Your goal> Transcribe the entries below exactly as they appear.

(Data records)
________________________

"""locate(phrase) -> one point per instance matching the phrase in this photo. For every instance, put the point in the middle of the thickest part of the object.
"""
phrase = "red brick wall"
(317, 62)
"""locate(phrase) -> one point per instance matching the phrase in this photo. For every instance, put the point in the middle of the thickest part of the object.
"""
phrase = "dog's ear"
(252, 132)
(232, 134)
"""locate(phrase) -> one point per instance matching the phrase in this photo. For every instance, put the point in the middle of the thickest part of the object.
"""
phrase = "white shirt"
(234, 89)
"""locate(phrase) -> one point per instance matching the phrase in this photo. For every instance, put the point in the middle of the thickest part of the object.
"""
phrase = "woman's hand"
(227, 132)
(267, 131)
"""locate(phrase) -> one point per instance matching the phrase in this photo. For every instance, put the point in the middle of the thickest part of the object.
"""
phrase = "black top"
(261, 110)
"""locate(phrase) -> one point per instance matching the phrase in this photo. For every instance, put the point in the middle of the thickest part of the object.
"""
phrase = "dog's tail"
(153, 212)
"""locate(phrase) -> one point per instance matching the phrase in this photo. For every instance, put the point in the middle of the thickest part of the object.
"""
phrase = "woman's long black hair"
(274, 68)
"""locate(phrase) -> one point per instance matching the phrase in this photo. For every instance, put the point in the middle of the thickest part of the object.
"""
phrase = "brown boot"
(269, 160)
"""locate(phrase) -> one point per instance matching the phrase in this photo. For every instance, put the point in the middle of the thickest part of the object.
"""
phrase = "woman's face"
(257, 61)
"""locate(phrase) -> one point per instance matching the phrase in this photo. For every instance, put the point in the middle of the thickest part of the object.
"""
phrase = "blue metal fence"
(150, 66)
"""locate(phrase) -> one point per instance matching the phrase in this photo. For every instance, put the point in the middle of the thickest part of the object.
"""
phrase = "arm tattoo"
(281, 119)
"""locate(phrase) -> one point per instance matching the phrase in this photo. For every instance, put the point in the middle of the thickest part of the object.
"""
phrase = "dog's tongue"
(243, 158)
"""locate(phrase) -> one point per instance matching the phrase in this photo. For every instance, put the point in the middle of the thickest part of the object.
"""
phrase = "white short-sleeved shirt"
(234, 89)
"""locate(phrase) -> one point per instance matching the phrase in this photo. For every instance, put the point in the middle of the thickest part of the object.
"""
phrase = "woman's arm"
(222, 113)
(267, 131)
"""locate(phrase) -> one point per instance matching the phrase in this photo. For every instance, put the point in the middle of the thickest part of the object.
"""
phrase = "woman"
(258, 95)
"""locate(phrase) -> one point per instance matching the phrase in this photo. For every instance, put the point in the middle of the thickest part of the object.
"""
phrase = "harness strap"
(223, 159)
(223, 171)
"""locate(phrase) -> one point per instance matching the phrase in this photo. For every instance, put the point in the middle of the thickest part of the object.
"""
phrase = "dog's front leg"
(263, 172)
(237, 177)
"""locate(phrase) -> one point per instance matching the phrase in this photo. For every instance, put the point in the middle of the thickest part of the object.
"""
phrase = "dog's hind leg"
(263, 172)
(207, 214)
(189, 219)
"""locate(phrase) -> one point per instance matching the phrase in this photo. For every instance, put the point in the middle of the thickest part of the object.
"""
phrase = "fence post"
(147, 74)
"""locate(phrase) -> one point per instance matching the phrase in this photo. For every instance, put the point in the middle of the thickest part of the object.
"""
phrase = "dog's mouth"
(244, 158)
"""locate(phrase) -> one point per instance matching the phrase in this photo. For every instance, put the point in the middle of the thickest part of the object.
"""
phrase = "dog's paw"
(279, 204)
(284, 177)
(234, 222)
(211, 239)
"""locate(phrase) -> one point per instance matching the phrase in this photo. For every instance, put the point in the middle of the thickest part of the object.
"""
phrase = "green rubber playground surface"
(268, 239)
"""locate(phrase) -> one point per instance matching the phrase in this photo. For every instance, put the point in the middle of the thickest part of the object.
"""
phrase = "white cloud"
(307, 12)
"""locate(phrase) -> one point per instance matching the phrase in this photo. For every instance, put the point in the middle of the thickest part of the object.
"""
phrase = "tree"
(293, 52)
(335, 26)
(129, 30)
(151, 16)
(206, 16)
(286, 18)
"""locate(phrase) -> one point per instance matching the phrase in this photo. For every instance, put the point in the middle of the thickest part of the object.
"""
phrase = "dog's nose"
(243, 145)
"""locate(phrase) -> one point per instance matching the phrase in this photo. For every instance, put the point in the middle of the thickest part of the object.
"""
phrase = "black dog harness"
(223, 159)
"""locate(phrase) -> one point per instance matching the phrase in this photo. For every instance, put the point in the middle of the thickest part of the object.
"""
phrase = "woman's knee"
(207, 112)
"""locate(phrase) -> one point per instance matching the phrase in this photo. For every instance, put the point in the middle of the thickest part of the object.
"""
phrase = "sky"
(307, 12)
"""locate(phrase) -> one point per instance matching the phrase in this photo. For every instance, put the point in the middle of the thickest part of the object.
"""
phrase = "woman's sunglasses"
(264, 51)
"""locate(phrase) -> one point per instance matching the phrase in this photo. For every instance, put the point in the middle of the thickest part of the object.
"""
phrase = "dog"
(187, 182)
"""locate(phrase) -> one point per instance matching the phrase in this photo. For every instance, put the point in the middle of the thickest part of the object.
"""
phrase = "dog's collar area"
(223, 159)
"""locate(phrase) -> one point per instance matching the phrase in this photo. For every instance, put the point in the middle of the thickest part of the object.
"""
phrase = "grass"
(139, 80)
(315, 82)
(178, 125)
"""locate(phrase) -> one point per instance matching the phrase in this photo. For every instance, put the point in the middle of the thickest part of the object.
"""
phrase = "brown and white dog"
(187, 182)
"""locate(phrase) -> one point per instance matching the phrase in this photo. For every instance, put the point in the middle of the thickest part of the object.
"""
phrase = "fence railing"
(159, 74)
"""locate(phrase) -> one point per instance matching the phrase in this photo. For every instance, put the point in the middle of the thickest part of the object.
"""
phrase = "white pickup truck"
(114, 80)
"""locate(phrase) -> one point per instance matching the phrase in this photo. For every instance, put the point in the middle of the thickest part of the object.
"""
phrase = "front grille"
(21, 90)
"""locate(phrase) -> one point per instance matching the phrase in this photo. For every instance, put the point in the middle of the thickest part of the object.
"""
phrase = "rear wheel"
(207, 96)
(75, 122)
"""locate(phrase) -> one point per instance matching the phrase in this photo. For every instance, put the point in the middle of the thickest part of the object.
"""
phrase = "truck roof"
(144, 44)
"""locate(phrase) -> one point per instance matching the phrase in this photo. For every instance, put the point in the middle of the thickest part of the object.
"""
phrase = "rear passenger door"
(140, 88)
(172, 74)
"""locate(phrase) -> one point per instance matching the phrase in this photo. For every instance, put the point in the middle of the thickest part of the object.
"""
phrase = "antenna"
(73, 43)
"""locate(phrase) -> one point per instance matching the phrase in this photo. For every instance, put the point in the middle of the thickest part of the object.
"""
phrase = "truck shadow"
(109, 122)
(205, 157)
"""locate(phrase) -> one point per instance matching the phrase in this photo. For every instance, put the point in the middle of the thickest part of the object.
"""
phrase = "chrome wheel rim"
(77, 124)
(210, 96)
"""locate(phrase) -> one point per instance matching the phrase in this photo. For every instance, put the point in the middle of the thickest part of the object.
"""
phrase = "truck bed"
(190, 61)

________________________

Response for this exercise>
"""locate(phrase) -> one point per instance matching the phrase in this photo. For every instance, put the point in the middle of the thickest part of the object.
"""
phrase = "red brick wall"
(317, 62)
"""locate(phrase) -> one point per instance matching the phrase in this photo. For every instance, put the point in the middle of the thickest part of the object.
"""
phrase = "dog's ear"
(252, 132)
(232, 134)
"""locate(phrase) -> one point per instance matching the phrase in this photo. For every instance, put the point in the middle of the thickest part of the object.
"""
phrase = "white shirt"
(234, 89)
"""locate(phrase) -> one point per instance matching the phrase in this photo. For every instance, put the point in the middle of the thickest part of the object.
"""
phrase = "woman's hand"
(227, 132)
(267, 131)
"""locate(phrase) -> one point per instance matching the phrase in this photo. For every instance, put the point in the middle of the thickest part of the object.
"""
phrase = "black top"
(261, 110)
"""locate(phrase) -> one point per instance matching the phrase in this photo. For every instance, put the point in the middle of the thickest part of the object.
"""
phrase = "dog's tail"
(153, 212)
"""locate(phrase) -> one point per instance matching the phrase in this photo. For every instance, put the point in the middle of the thickest part of the object.
"""
phrase = "woman's long black hair"
(274, 68)
"""locate(phrase) -> one point per instance matching the phrase in this photo. For every instance, put the point in the middle of the thickest part of the object.
"""
phrase = "brown boot"
(269, 160)
"""locate(phrase) -> one point per instance matching the phrase in this photo. For every instance, put the point in the middle of the thickest part of the object.
"""
phrase = "woman's face"
(257, 61)
"""locate(phrase) -> one point per instance matching the phrase in this photo. For every instance, put the point in the middle of the thickest part of the object.
"""
phrase = "blue metal fence"
(150, 66)
"""locate(phrase) -> one point per instance matching the phrase in this photo. For every instance, put the point in the middle of the thickest part of the object.
"""
phrase = "arm tattoo"
(281, 119)
"""locate(phrase) -> one point per instance matching the phrase in this photo. For every instance, put the point in the middle of the thickest part of the object.
"""
phrase = "dog's tongue"
(243, 158)
"""locate(phrase) -> one point per instance matching the phrase in this photo. For every instance, put the point in the middle of the thickest part of the object.
"""
phrase = "white short-sleeved shirt"
(234, 89)
"""locate(phrase) -> one point per instance matching the phrase in this photo. For every instance, put the point in the middle of the thickest part of the object.
"""
phrase = "woman's arm"
(222, 113)
(267, 131)
"""locate(phrase) -> one point per instance matching the phrase in this photo. For every instance, put the point in the middle of the thickest part of the object.
"""
phrase = "woman"
(258, 95)
"""locate(phrase) -> one point per instance matching the phrase in this photo. For every instance, put the point in the middle of the thickest part of the object.
"""
phrase = "harness strap"
(223, 159)
(223, 171)
"""locate(phrase) -> one point per instance matching the phrase in this photo. For every instance, put the point in the middle of the thickest part of the object.
"""
phrase = "dog's front leg"
(263, 172)
(237, 177)
"""locate(phrase) -> one point per instance matching the phrase in this photo. For every instance, put the point in the middle of the thickest part of the object.
"""
phrase = "dog's hind leg"
(263, 172)
(207, 214)
(189, 219)
"""locate(phrase) -> one point per instance matching the phrase in this photo. For every instance, put the point in the middle of the thickest part of the object.
"""
phrase = "fence post"
(147, 74)
"""locate(phrase) -> one point per instance matching the phrase in this photo. For every instance, put the point in the middle of the thickest part of the object.
"""
phrase = "dog's mouth"
(244, 158)
"""locate(phrase) -> one point per instance matching the phrase in this photo. For every instance, put the point in the middle of the thickest part of the object.
"""
phrase = "dog's paw"
(279, 204)
(284, 177)
(234, 222)
(211, 239)
"""locate(phrase) -> one point per instance matching the phrase in this photo. For every instance, put the point in the middle of the thickest part of the object.
"""
phrase = "green rubber playground surface"
(268, 239)
"""locate(phrase) -> one point per instance matching the phrase in this photo. For every instance, put the point in the middle of the thickest part of the object.
"""
phrase = "white cloud"
(307, 12)
"""locate(phrase) -> one point per instance matching the phrase in this photo. For every instance, put the point in the middle of the thickest part of the object.
"""
phrase = "tree"
(293, 52)
(335, 26)
(129, 30)
(151, 16)
(206, 16)
(286, 18)
"""locate(phrase) -> one point per instance matching the phrase in this photo. For every instance, put the point in the middle of the thickest part of the object.
"""
phrase = "dog's nose"
(243, 145)
"""locate(phrase) -> one point per instance matching the phrase in this photo. For every instance, put the point in the middle of the thickest part of the object.
"""
phrase = "black dog harness"
(223, 159)
"""locate(phrase) -> one point per instance matching the phrase in this photo. For every instance, put the point in the middle of the thickest part of the object.
"""
phrase = "woman's knee"
(207, 112)
"""locate(phrase) -> one point per instance matching the phrase in this photo. For every instance, put the point in the middle of the thickest part of the object.
"""
phrase = "sky"
(307, 12)
"""locate(phrase) -> one point per instance matching the phrase in this photo. For every instance, put the point in the middle of the thickest part of the object.
"""
phrase = "woman's sunglasses"
(264, 51)
"""locate(phrase) -> one point per instance matching the phrase in this photo. For every instance, put the point in the middle of the thickest part of the object.
"""
phrase = "dog"
(187, 182)
"""locate(phrase) -> one point per instance matching the phrase in this photo. For every instance, put the point in the middle of the thickest part of the object.
"""
phrase = "dog's collar area"
(223, 159)
"""locate(phrase) -> one point per instance matching the phrase in this photo. For every instance, put the point in the middle of the thickest part of the object.
"""
phrase = "grass"
(139, 80)
(315, 82)
(178, 125)
"""locate(phrase) -> one point per instance matching the phrase in this photo. For every instance, put the point in the middle of the thickest part of the object.
"""
phrase = "brown and white dog"
(187, 182)
"""locate(phrase) -> one point per instance matching the phrase in this photo. For every instance, put the point in the middle of the thickest part of the object.
"""
phrase = "fence railing"
(159, 74)
"""locate(phrase) -> one point per instance matching the phrase in this photo. For every instance, put the point in the middle of the thickest part of the object.
"""
phrase = "white pickup truck"
(114, 80)
"""locate(phrase) -> one point per instance matching the phrase in this photo. For every instance, put the point in the middle of the thickest part of the object.
"""
phrase = "front grille"
(21, 90)
"""locate(phrase) -> one point per instance matching the phrase in this photo. For every instance, put the point in the middle of the thickest part of the object.
"""
phrase = "rear wheel"
(207, 96)
(75, 122)
"""locate(phrase) -> one point per instance matching the phrase in this photo. For every instance, put the point in the middle of the thickest part of the object.
"""
phrase = "truck roof"
(144, 44)
"""locate(phrase) -> one point per instance matching the phrase in this photo. For every instance, put the point in the middle of the thickest part of the object.
"""
phrase = "rear passenger door"
(140, 88)
(172, 74)
"""locate(phrase) -> one point per instance matching the phrase in this photo. For every instance, put the point in the middle of the thickest part of the object.
"""
phrase = "antenna"
(73, 43)
"""locate(phrase) -> one point per instance matching the phrase in this photo. For every instance, put the point in the middle of the thickest part of the object.
"""
phrase = "truck shadow"
(109, 122)
(205, 157)
"""locate(phrase) -> one point per instance matching the phrase in this photo. For every instance, put the point in the middle of the thickest part of the object.
"""
phrase = "chrome wheel rim"
(77, 124)
(210, 96)
"""locate(phrase) -> one point per instance matching the phrase in this photo. For every instance, put the point in the middle of the thickest part of the object.
"""
phrase = "truck bed"
(190, 61)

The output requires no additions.